───── Supplied material

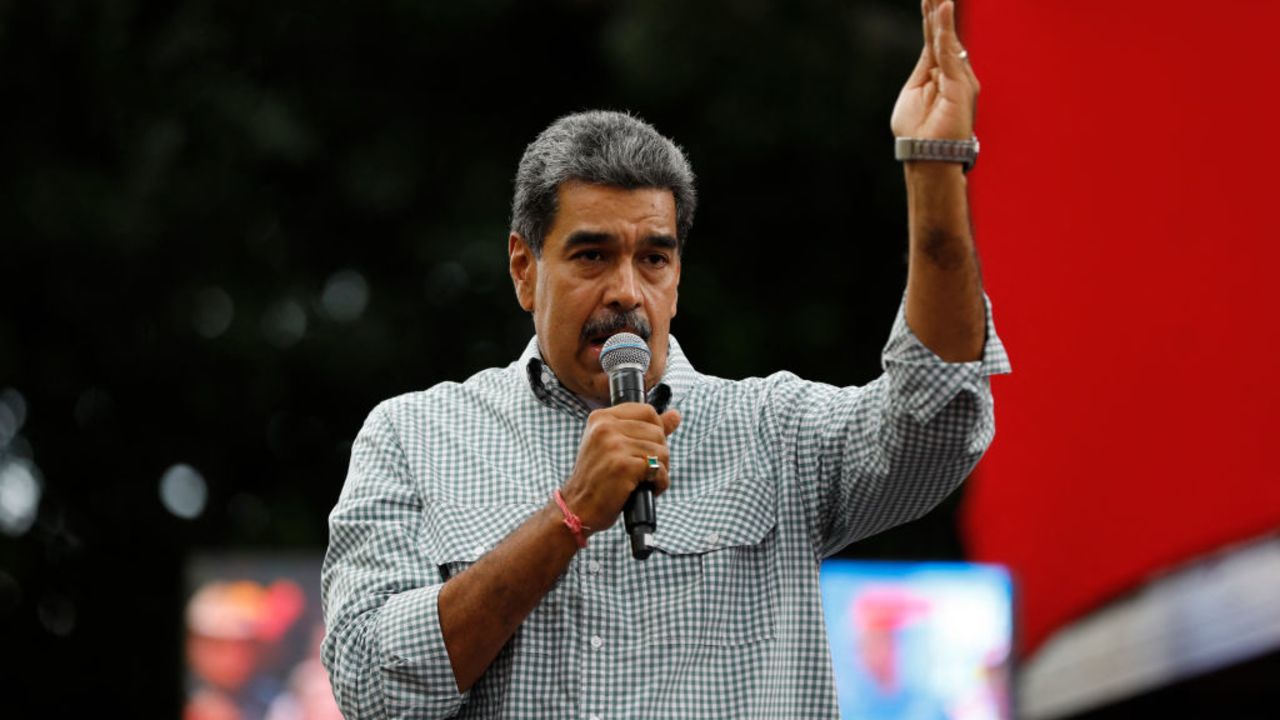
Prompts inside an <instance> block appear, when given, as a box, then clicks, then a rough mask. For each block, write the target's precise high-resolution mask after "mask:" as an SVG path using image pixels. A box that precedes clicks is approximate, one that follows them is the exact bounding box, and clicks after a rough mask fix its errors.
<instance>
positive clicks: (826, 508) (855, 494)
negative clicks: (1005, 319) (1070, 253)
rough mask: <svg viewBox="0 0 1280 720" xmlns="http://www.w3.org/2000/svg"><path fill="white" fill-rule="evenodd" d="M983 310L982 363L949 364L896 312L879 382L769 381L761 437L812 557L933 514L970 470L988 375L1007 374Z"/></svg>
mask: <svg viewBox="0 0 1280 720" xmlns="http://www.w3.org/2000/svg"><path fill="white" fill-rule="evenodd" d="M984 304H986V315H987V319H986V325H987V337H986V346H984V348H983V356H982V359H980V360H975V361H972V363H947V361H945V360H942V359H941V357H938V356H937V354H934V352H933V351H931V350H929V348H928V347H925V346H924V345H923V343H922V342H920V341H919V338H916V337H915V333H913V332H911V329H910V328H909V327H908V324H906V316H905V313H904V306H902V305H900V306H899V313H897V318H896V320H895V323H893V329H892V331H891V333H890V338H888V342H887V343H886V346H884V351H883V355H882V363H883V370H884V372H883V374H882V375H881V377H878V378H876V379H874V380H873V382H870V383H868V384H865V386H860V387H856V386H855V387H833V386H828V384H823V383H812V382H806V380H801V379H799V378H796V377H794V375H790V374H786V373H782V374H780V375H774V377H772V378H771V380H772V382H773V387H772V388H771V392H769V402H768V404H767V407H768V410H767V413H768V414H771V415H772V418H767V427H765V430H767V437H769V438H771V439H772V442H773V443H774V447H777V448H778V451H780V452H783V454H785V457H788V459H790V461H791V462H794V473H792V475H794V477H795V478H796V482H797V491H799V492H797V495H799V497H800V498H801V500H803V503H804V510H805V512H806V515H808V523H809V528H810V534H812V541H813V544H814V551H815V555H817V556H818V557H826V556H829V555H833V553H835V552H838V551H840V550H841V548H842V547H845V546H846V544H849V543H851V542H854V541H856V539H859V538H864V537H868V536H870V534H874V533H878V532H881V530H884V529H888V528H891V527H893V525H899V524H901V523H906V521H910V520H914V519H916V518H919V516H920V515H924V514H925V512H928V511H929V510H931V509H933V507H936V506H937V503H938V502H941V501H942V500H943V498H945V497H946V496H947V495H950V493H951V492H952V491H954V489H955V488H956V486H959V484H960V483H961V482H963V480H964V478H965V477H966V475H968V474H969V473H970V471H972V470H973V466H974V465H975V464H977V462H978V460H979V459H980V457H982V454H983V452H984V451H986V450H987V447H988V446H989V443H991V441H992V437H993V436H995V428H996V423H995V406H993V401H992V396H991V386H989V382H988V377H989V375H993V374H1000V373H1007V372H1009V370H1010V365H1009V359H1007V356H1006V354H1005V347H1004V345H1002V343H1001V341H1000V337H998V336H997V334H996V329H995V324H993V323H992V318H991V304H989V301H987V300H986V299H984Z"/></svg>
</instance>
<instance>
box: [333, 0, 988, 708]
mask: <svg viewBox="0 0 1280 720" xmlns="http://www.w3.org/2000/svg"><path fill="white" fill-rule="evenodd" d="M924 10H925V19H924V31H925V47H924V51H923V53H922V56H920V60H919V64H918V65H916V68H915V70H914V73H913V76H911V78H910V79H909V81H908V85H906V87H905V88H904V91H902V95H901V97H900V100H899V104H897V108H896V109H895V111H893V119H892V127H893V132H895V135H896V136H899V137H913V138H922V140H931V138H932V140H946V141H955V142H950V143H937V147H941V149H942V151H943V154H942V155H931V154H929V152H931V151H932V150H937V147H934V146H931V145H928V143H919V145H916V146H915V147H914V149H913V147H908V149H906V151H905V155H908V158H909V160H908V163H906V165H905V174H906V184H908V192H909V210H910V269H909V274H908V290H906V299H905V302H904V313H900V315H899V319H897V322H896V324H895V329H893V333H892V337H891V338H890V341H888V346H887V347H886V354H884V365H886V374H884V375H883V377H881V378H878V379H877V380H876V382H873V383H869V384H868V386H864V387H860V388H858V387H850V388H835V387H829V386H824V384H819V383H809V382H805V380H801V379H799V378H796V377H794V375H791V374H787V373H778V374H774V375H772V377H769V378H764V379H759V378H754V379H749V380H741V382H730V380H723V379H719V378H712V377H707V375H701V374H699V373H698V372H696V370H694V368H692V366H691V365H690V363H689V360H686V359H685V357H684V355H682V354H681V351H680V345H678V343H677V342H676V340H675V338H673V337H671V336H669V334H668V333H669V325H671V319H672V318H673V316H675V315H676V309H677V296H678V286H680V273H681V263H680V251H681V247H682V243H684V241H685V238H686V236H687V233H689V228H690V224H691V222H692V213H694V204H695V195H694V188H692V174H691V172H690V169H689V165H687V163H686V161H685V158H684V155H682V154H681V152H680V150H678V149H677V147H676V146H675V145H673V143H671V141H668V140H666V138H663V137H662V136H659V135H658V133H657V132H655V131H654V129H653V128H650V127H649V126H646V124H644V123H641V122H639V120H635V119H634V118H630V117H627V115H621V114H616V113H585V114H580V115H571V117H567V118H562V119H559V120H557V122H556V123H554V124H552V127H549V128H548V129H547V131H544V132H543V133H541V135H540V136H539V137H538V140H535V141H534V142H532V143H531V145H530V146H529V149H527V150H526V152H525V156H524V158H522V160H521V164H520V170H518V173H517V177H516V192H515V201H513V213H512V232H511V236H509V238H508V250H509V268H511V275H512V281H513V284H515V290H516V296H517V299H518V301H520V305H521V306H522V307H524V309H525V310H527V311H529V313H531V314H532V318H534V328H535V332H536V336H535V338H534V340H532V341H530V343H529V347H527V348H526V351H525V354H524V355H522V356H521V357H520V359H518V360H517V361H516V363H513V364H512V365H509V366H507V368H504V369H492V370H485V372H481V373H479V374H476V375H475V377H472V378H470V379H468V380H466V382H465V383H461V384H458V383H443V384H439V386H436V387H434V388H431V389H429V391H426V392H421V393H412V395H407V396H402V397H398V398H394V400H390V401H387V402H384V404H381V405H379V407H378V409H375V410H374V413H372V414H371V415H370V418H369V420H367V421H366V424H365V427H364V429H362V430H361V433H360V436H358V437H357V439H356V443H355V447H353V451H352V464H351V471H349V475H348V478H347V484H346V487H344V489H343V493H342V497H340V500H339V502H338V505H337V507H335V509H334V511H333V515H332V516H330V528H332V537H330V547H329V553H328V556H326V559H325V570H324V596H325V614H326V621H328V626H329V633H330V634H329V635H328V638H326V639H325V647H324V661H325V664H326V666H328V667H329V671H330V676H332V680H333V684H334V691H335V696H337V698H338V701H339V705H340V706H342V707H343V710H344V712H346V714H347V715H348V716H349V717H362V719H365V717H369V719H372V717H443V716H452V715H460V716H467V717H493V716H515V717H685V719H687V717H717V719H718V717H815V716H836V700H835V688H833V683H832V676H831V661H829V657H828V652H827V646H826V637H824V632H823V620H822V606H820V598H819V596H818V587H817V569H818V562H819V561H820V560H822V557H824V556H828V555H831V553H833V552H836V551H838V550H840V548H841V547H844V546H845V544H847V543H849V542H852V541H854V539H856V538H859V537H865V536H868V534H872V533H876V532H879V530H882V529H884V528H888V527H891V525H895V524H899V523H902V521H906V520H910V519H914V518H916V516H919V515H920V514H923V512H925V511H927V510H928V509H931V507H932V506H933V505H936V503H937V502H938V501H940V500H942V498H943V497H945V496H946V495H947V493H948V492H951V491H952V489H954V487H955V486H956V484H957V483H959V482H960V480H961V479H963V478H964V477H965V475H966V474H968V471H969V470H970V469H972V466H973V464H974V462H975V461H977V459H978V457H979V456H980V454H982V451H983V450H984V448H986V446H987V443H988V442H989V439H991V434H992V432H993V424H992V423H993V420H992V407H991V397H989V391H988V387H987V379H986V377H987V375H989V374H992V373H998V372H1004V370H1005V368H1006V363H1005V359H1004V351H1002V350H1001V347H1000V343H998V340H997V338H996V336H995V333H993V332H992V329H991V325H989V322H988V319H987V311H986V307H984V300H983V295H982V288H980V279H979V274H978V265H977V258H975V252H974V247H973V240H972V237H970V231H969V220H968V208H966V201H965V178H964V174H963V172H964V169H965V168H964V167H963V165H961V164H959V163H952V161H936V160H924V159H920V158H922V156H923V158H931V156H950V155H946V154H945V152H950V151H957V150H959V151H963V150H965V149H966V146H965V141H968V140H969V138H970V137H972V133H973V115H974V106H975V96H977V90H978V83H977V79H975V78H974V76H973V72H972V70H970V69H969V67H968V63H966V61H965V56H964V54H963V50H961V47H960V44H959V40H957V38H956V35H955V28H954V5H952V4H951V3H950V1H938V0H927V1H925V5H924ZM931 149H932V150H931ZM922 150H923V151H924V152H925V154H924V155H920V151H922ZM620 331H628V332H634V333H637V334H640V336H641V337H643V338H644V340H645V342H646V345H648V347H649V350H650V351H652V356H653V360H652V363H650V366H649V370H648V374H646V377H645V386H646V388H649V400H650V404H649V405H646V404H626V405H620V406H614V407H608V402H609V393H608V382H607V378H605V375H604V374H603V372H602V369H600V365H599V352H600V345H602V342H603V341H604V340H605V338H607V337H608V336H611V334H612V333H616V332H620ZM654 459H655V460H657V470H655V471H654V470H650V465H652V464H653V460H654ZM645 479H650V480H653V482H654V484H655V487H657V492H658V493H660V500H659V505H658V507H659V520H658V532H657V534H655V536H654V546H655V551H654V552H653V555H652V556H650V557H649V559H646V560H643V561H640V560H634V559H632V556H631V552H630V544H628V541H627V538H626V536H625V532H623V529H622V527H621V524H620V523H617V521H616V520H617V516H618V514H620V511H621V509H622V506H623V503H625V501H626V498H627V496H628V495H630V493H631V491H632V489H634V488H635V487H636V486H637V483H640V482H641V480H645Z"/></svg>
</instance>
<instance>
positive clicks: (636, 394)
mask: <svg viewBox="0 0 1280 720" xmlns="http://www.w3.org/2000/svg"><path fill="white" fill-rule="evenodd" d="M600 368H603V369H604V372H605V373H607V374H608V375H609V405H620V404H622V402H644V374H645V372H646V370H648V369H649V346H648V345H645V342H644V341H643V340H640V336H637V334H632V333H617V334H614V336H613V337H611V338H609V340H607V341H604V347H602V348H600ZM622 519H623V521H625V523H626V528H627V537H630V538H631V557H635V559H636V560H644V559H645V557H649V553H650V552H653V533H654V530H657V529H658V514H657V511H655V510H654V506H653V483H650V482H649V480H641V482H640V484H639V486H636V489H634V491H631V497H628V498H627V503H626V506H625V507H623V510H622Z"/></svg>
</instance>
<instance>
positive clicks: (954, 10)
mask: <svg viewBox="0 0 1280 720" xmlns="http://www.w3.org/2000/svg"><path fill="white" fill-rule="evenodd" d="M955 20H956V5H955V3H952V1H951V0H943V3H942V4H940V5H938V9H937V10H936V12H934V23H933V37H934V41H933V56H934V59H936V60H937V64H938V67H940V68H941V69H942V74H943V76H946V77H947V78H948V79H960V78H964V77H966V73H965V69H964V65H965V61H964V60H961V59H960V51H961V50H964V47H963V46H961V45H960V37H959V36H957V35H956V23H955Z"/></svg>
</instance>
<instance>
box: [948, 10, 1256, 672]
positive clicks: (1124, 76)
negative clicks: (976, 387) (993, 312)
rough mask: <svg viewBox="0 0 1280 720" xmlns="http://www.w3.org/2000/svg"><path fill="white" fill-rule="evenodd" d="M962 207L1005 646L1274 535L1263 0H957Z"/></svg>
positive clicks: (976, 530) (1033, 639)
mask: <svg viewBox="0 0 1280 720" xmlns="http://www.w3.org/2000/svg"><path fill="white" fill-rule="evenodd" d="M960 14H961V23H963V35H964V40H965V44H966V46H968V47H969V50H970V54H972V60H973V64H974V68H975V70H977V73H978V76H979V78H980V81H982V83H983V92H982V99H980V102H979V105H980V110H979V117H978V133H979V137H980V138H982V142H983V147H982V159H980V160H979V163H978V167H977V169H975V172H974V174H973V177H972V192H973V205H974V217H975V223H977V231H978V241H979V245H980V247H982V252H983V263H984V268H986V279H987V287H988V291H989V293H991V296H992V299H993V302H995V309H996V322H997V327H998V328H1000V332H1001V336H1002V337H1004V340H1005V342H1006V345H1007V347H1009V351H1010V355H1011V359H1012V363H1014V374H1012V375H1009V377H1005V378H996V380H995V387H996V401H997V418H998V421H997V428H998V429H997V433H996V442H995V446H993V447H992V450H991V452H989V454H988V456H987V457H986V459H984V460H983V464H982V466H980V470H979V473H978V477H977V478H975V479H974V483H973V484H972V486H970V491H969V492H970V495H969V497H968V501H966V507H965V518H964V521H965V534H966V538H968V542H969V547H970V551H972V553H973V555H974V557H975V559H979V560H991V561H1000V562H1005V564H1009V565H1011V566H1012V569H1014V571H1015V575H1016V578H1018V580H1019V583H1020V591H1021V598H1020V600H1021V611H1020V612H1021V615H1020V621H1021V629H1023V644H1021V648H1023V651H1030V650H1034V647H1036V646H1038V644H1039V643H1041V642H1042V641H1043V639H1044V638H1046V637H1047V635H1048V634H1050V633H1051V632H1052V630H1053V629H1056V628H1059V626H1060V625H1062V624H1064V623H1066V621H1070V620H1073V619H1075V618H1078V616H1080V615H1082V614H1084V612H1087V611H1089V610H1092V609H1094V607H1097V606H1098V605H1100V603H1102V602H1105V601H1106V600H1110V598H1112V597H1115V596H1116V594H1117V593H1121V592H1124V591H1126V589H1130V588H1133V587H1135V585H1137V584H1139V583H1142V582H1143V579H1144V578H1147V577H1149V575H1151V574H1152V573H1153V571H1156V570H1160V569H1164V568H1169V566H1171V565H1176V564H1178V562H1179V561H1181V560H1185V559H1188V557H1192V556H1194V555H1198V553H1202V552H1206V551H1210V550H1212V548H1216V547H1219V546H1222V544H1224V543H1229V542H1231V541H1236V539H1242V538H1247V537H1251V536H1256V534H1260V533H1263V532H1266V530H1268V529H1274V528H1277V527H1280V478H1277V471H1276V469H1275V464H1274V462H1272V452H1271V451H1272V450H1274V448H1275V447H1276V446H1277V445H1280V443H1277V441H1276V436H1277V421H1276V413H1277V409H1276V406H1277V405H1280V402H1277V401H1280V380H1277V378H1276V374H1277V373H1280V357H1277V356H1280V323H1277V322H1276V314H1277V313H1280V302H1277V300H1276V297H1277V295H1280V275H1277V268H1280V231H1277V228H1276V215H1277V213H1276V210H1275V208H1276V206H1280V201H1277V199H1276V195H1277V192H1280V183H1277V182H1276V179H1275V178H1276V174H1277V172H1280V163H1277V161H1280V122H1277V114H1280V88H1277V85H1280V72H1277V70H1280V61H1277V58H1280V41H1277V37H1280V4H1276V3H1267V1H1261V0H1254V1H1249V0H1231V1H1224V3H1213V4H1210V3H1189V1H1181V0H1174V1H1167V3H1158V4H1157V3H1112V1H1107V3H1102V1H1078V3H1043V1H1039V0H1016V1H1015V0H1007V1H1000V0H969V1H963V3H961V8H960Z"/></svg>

──────────

• Brief: Say how many lines above include "positive", please, and nothing else.

• Worked solution: 5